Update the stretch from the start of the records through the line containing "Outlines may be" by replacing "mask" with "region", keeping everything else the same. Leave the pictures out of your answer.

══ THE INPUT ══

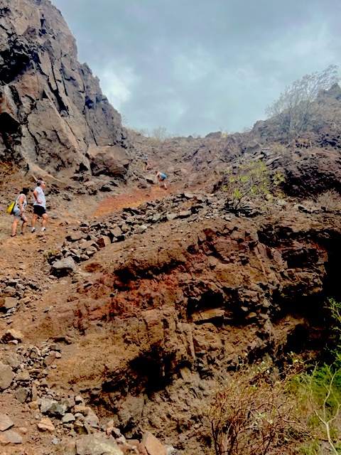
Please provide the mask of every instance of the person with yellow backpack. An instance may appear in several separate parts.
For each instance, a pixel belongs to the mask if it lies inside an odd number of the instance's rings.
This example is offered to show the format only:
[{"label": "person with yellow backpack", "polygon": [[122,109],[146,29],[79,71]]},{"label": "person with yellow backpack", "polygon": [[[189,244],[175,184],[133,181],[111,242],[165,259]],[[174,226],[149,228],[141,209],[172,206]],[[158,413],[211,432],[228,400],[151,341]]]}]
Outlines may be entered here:
[{"label": "person with yellow backpack", "polygon": [[14,217],[14,220],[12,223],[12,233],[11,234],[11,237],[16,237],[16,228],[21,220],[23,222],[23,224],[21,225],[21,230],[20,233],[23,235],[25,228],[27,225],[27,218],[24,215],[25,209],[27,205],[26,196],[29,192],[29,188],[23,188],[21,192],[16,199],[14,207],[12,210],[12,214]]}]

═══

__RESULT OF THIS TASK__.
Please provide the region of every instance of the person with yellow backpack. An instance may appear in several separate parts.
For each instance, a pixel belongs to the region if it lies inside an odd number of the instance's rings.
This example is offered to show the format only:
[{"label": "person with yellow backpack", "polygon": [[122,109],[146,29],[79,71]]},{"label": "person with yellow backpack", "polygon": [[[189,244],[175,184],[133,181],[111,242],[165,259]],[[174,226],[149,228],[141,209],[172,206]],[[158,413],[211,432],[228,400],[151,341]]]}]
Outlines may be entered here:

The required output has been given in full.